=== REQUIRED WORK ===
Copy out, unchanged, the lines from the one containing "obj=white steel truss mode=detect" up to and including the one containing "[477,0,575,287]".

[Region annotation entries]
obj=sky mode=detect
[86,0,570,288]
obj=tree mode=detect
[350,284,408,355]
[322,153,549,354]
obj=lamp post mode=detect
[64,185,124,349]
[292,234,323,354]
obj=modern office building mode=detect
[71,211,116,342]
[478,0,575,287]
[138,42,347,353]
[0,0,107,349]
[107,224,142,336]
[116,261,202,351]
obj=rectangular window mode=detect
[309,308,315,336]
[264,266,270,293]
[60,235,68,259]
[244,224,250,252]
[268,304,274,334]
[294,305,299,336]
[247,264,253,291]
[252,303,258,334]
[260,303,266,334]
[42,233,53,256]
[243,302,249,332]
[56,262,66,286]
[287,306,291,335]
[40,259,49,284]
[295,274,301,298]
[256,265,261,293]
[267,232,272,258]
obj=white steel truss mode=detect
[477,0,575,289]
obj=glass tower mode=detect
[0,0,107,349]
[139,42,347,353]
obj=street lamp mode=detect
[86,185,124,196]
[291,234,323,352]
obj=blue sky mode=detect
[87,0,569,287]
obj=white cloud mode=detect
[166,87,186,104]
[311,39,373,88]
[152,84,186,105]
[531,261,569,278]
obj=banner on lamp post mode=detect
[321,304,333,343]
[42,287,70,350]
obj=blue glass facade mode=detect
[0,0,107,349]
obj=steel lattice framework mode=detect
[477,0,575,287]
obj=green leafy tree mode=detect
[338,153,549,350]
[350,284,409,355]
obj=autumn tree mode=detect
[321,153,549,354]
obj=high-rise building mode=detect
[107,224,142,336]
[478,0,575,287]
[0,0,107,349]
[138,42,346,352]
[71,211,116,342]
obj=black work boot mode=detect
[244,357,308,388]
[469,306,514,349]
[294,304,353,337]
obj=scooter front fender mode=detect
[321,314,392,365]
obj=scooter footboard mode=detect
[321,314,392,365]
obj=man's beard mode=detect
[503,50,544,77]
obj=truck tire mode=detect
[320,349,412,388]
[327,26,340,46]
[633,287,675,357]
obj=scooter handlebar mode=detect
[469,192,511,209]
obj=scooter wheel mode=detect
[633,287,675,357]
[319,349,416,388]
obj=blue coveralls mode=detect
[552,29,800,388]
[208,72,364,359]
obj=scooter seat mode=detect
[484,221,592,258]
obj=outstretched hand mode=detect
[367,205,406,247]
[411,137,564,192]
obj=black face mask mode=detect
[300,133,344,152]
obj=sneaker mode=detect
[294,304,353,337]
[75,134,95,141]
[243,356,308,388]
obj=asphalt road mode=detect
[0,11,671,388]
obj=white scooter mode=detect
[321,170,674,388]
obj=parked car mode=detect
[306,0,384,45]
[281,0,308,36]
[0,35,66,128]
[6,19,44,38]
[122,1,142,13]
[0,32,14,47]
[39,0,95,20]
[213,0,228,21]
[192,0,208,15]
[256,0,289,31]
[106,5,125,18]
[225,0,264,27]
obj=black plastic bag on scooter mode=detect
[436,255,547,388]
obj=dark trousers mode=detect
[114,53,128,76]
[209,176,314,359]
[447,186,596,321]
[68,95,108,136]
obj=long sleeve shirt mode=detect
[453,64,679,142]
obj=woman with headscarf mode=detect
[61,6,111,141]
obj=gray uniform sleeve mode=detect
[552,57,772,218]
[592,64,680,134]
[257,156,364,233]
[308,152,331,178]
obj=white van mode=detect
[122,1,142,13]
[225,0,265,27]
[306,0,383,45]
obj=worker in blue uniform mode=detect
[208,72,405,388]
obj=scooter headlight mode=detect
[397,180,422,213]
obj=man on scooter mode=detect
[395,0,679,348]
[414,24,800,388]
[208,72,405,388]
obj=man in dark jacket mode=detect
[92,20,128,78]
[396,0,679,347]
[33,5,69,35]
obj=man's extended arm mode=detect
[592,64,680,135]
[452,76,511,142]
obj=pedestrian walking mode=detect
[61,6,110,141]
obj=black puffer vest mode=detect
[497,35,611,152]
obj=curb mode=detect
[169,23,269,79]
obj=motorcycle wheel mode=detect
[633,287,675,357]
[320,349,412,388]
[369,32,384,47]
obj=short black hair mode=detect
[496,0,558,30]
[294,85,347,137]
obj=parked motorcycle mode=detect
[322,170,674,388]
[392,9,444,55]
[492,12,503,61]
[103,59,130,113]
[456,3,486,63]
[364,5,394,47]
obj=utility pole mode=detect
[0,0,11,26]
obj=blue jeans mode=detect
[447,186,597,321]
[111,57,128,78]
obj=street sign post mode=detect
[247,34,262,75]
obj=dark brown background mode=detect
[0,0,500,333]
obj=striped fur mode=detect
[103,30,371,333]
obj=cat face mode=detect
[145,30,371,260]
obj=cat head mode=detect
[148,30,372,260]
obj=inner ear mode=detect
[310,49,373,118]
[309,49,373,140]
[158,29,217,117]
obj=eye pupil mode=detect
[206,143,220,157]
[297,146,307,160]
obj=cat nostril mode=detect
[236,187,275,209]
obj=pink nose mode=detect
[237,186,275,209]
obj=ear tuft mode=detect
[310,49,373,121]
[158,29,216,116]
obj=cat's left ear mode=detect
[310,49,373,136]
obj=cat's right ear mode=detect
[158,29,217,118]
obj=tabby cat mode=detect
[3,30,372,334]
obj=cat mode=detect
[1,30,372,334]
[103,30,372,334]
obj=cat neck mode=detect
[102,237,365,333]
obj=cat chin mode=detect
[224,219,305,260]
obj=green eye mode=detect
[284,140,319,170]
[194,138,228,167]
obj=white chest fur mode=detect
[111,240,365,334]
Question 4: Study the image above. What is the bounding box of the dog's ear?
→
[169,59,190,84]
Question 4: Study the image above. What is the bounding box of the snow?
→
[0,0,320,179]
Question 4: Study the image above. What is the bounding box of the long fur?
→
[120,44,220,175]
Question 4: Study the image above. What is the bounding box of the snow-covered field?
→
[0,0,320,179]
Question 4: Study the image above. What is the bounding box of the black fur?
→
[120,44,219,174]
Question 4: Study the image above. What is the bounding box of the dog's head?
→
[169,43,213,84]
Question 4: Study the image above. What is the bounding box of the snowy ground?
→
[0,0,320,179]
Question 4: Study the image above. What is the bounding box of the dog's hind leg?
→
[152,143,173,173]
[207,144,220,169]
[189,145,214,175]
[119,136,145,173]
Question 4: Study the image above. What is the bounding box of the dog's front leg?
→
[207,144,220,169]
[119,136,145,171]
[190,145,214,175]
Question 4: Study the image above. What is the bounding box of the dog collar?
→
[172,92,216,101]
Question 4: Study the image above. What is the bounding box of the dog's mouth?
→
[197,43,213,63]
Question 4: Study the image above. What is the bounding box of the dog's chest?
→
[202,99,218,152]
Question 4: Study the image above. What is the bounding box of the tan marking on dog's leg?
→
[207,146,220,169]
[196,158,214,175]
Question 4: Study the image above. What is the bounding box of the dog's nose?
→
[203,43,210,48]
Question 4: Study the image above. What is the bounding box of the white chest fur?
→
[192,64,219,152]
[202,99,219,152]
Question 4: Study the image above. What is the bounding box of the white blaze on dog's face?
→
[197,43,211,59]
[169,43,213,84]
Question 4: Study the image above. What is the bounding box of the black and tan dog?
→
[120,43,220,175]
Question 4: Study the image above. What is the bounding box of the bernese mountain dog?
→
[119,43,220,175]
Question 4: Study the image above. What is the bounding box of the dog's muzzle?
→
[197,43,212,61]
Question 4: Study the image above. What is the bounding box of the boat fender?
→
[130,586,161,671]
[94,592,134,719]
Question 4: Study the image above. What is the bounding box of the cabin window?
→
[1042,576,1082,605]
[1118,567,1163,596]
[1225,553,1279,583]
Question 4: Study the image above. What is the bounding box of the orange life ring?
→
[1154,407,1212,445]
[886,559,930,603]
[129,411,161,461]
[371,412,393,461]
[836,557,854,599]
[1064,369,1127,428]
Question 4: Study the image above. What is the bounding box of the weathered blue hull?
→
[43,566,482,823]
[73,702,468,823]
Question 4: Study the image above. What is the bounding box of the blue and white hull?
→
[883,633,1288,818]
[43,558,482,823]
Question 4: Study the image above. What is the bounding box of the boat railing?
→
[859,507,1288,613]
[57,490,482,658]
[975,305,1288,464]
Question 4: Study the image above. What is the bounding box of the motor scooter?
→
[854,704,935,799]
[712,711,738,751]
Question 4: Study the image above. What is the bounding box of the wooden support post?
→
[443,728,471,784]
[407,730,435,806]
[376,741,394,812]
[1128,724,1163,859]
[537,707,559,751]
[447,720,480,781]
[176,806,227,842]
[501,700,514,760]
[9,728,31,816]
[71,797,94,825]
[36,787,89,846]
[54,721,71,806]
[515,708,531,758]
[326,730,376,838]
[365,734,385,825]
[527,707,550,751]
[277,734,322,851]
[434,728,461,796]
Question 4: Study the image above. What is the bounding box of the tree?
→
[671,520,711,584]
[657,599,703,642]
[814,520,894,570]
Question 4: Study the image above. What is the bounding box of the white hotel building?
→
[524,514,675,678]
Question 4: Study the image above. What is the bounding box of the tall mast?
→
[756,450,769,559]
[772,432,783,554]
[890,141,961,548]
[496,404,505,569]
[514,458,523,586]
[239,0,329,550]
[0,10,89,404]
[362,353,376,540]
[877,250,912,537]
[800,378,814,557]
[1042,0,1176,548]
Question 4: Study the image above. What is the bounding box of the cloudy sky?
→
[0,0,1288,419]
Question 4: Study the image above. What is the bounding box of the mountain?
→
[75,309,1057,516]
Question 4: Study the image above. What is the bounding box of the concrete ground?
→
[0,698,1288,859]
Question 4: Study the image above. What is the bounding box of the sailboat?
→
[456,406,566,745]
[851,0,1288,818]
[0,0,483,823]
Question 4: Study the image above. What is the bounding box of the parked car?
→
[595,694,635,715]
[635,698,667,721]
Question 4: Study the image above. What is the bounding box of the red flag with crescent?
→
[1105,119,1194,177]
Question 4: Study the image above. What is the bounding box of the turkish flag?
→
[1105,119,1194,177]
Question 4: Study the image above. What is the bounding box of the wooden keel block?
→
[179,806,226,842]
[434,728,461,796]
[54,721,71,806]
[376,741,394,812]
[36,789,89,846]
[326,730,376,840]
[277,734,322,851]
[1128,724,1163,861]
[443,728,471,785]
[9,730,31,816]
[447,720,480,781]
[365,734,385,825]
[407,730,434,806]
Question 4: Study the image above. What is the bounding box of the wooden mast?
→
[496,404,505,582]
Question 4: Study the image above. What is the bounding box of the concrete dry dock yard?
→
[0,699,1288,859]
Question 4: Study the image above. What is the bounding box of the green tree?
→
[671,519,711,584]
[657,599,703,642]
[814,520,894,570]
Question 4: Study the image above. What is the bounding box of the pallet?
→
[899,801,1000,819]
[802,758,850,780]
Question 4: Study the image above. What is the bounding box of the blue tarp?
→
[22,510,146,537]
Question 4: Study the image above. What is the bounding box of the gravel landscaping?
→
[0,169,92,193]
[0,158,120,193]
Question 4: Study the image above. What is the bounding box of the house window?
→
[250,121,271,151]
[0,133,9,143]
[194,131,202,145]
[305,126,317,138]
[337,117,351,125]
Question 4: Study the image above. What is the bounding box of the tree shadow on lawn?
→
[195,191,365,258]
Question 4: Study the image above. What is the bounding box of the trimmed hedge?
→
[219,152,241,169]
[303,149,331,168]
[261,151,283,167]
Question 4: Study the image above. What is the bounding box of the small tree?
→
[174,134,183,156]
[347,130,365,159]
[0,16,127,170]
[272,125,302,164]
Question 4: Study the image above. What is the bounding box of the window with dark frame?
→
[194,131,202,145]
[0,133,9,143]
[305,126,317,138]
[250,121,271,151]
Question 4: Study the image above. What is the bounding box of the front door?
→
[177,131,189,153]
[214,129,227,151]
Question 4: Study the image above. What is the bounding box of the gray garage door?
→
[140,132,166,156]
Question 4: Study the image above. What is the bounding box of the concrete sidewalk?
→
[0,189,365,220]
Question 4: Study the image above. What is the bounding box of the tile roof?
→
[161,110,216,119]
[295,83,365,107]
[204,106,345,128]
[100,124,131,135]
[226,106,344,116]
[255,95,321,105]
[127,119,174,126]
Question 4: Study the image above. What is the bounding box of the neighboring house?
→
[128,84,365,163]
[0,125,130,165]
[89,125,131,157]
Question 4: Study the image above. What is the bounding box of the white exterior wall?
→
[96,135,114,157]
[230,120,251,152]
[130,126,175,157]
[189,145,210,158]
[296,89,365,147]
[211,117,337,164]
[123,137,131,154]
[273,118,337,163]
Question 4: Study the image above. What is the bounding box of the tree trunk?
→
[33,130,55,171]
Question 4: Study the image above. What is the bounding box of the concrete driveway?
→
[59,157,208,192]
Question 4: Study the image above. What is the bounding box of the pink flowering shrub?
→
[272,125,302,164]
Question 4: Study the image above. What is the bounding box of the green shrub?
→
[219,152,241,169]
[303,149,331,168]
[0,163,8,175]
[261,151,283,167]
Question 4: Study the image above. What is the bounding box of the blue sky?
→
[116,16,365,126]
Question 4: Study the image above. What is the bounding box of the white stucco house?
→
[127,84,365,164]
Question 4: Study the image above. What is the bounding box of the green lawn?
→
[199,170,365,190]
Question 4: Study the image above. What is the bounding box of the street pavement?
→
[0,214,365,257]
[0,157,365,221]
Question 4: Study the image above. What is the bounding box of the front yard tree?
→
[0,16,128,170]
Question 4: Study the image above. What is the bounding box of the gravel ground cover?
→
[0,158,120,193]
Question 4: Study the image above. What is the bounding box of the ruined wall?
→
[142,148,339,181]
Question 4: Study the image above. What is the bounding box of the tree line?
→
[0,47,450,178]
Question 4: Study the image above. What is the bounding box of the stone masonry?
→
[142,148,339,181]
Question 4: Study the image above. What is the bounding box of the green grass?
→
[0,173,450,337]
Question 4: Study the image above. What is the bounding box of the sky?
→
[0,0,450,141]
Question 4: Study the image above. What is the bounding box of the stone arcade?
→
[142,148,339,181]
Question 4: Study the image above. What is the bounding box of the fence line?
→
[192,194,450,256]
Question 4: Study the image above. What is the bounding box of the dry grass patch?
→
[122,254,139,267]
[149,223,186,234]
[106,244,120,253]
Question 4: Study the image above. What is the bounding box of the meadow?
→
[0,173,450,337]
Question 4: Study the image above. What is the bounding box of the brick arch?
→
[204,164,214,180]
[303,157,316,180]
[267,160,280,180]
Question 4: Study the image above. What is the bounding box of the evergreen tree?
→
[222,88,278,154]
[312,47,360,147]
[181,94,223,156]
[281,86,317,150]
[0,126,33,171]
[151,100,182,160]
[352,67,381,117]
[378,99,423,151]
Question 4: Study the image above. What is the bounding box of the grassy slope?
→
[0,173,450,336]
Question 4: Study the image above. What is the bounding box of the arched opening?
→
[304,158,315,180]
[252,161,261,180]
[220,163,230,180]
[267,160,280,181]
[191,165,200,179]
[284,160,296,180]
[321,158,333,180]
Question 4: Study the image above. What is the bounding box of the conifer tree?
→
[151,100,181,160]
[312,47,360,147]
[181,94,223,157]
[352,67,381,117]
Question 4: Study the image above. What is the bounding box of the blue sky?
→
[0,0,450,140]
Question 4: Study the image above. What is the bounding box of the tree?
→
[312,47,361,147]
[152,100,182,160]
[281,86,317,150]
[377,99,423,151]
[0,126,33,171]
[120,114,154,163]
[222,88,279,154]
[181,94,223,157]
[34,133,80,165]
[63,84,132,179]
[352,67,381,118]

=== EXERCISE SOLUTION ===
obj=white steel truss mode=detect
[477,0,575,289]
obj=glass tower mode=detect
[0,0,107,349]
[139,42,347,353]
obj=street lamp mode=detect
[86,185,124,196]
[291,234,323,352]
obj=blue sky mode=detect
[87,0,569,287]
obj=white cloud mode=detect
[166,87,186,104]
[311,39,373,88]
[152,84,186,105]
[531,261,569,278]
obj=banner on lamp post mode=detect
[321,304,333,343]
[42,287,70,350]
obj=blue glass facade mode=detect
[0,0,107,349]
obj=steel lattice framework mode=detect
[477,0,575,287]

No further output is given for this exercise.